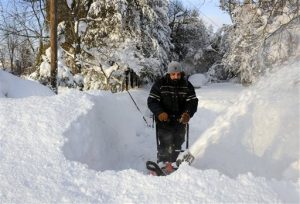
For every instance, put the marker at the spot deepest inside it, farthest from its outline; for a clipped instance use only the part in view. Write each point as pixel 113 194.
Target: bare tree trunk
pixel 53 43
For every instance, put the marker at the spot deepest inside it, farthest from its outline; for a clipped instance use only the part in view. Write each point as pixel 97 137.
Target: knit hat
pixel 174 67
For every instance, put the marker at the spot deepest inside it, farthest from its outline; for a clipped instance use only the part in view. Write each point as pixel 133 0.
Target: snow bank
pixel 91 147
pixel 14 87
pixel 259 133
pixel 198 80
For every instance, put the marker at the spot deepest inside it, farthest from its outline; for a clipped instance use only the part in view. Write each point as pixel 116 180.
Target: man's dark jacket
pixel 172 97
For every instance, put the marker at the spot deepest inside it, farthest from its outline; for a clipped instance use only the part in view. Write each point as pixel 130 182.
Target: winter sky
pixel 210 12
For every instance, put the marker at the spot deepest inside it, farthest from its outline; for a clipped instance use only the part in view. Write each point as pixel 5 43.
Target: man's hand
pixel 185 117
pixel 163 117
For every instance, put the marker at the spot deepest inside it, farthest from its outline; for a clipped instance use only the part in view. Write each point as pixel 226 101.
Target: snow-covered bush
pixel 65 77
pixel 269 34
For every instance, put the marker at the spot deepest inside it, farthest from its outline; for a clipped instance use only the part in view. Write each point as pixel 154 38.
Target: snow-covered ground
pixel 92 147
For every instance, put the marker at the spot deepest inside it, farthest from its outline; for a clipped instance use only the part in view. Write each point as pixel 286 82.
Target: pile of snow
pixel 259 132
pixel 91 148
pixel 198 80
pixel 14 87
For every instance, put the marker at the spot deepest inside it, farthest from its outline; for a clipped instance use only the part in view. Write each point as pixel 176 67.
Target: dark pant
pixel 171 136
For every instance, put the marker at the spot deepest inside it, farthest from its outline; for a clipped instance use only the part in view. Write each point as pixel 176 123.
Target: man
pixel 173 101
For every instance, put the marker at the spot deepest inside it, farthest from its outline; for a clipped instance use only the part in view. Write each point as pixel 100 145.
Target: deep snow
pixel 92 147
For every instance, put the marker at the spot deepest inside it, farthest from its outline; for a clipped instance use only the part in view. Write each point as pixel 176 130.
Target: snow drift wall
pixel 260 132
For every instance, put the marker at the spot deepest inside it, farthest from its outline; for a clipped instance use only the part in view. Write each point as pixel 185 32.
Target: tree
pixel 266 36
pixel 189 36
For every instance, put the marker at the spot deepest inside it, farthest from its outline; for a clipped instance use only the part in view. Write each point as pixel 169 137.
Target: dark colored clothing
pixel 174 98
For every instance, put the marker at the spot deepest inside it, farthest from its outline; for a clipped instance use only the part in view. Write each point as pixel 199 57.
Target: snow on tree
pixel 132 34
pixel 189 36
pixel 267 35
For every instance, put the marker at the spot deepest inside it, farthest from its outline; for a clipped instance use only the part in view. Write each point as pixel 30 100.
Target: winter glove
pixel 163 117
pixel 185 117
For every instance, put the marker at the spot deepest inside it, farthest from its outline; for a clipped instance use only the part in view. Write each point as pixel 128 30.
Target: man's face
pixel 175 75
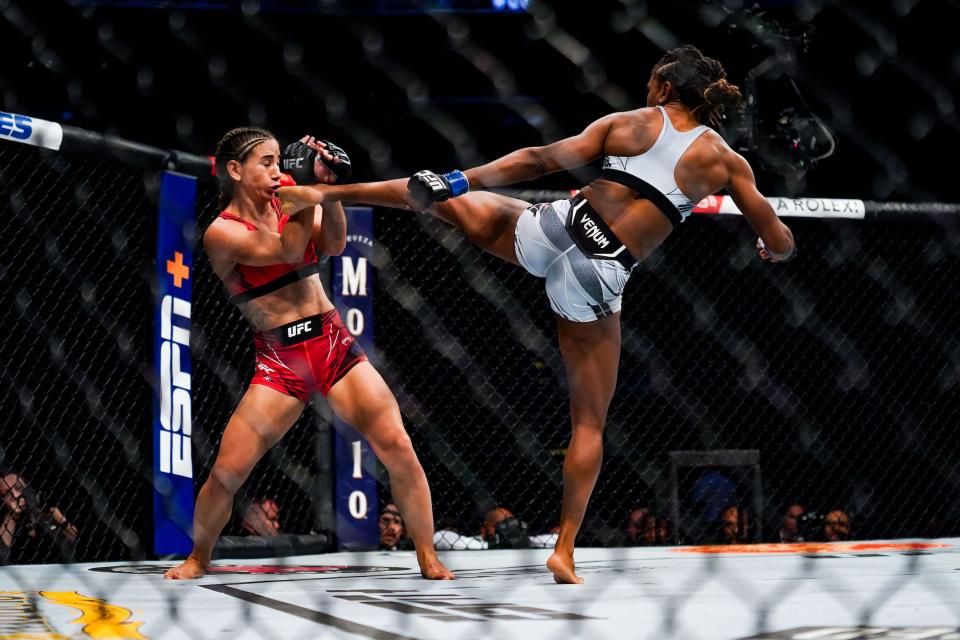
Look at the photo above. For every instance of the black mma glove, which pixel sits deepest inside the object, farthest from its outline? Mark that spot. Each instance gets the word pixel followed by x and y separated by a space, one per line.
pixel 298 161
pixel 340 165
pixel 427 187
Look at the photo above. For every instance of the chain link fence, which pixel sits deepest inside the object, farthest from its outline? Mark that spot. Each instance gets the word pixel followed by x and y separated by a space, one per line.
pixel 840 369
pixel 818 397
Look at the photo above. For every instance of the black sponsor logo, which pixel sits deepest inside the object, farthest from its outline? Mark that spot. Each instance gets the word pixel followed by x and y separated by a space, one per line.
pixel 449 607
pixel 861 633
pixel 259 569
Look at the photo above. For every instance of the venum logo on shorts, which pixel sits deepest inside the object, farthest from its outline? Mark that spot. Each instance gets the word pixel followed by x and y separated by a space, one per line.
pixel 856 633
pixel 175 398
pixel 590 231
pixel 299 328
pixel 449 607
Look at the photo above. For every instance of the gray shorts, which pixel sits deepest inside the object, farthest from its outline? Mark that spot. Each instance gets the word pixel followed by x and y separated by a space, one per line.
pixel 580 288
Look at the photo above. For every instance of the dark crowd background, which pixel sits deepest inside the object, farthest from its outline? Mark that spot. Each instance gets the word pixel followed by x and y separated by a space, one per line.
pixel 842 368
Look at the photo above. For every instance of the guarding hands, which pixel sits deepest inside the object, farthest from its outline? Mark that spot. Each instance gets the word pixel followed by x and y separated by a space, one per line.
pixel 309 161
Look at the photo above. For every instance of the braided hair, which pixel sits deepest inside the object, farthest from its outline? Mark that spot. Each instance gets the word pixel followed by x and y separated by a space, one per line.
pixel 236 144
pixel 699 82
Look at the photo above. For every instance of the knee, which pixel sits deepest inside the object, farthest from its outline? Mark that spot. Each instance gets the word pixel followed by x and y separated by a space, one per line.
pixel 588 427
pixel 228 477
pixel 394 447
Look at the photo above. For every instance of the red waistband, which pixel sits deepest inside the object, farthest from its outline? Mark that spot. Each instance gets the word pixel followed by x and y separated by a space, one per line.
pixel 299 330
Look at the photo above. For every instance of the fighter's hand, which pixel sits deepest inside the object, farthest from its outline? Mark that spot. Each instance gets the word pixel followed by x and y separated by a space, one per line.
pixel 312 161
pixel 427 187
pixel 767 256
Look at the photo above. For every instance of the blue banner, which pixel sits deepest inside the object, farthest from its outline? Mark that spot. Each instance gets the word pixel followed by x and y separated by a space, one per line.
pixel 356 487
pixel 172 414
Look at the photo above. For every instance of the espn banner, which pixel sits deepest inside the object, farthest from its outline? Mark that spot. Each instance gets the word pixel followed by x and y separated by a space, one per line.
pixel 172 415
pixel 356 486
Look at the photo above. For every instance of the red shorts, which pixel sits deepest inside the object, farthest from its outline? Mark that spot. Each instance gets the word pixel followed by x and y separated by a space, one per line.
pixel 306 356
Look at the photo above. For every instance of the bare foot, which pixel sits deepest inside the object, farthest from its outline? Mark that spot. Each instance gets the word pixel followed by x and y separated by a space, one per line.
pixel 561 566
pixel 293 199
pixel 432 569
pixel 189 569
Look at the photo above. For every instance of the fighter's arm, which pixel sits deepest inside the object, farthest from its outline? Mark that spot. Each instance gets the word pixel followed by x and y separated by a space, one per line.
pixel 330 229
pixel 532 162
pixel 227 241
pixel 776 240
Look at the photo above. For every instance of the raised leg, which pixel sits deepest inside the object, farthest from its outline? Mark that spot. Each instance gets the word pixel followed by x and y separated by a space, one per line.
pixel 363 399
pixel 591 353
pixel 259 422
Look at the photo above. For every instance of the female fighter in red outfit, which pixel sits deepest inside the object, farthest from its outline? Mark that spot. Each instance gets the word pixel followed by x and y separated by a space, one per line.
pixel 267 260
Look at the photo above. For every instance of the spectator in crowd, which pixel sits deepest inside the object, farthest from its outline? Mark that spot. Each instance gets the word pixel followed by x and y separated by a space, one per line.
pixel 790 528
pixel 261 517
pixel 503 530
pixel 393 534
pixel 449 536
pixel 734 525
pixel 836 526
pixel 819 526
pixel 26 518
pixel 646 528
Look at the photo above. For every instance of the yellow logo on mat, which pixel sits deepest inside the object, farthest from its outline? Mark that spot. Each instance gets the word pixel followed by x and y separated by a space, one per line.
pixel 99 618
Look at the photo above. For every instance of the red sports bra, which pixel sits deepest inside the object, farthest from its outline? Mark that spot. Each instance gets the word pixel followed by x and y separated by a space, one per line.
pixel 245 282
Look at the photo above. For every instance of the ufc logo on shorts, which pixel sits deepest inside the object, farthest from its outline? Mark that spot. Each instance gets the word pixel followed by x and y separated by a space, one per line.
pixel 175 400
pixel 299 328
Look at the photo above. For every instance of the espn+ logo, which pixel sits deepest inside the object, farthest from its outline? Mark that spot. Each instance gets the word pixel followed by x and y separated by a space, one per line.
pixel 15 126
pixel 175 398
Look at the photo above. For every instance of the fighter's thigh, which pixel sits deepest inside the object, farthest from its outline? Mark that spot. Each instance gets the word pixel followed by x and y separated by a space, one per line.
pixel 363 399
pixel 261 419
pixel 591 354
pixel 489 220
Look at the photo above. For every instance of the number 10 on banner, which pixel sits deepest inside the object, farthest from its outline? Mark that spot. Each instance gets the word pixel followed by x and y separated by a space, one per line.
pixel 356 487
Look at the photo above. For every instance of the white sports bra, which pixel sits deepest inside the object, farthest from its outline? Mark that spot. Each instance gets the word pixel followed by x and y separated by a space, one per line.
pixel 651 173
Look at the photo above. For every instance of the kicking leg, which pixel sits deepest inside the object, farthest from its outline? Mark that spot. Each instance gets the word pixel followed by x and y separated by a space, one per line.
pixel 363 399
pixel 259 421
pixel 591 353
pixel 489 220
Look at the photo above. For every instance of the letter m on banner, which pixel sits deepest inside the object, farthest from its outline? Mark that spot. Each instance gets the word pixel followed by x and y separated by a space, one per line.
pixel 356 485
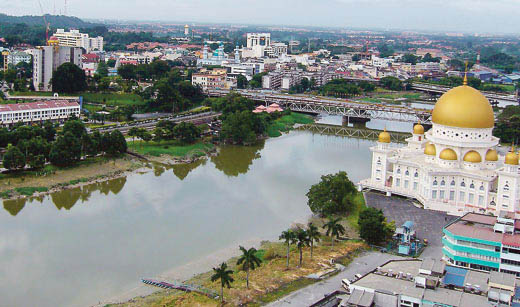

WHAT TO DO ->
Reproduce exactly the entries above, limited to the lines from the one with "pixel 176 130." through the one with "pixel 199 57.", both included.

RESPONSE AREA ->
For every instance, put the marker at the spot deepest inside it, farthest from its outline; for a clipped instance use only the part in view. Write each point as pixel 176 130.
Target: snow drift wall
pixel 260 132
For every instance, put the marker at the spot deepest inside it, farthest from its outline; for a clipped instance use only the part in view. Write each point as pixel 185 32.
Target: tree
pixel 266 36
pixel 189 36
For every instance, put the marker at the spot deepest inside it, farthest from its outline; for a clipped instance use only the part in view. Write each point as pixel 169 137.
Target: dark colored clothing
pixel 174 98
For every instance, put the marker at the spot deepest inside it, farthest from its outline; for a clipped instance use only the part in view. Write each point as pixel 199 57.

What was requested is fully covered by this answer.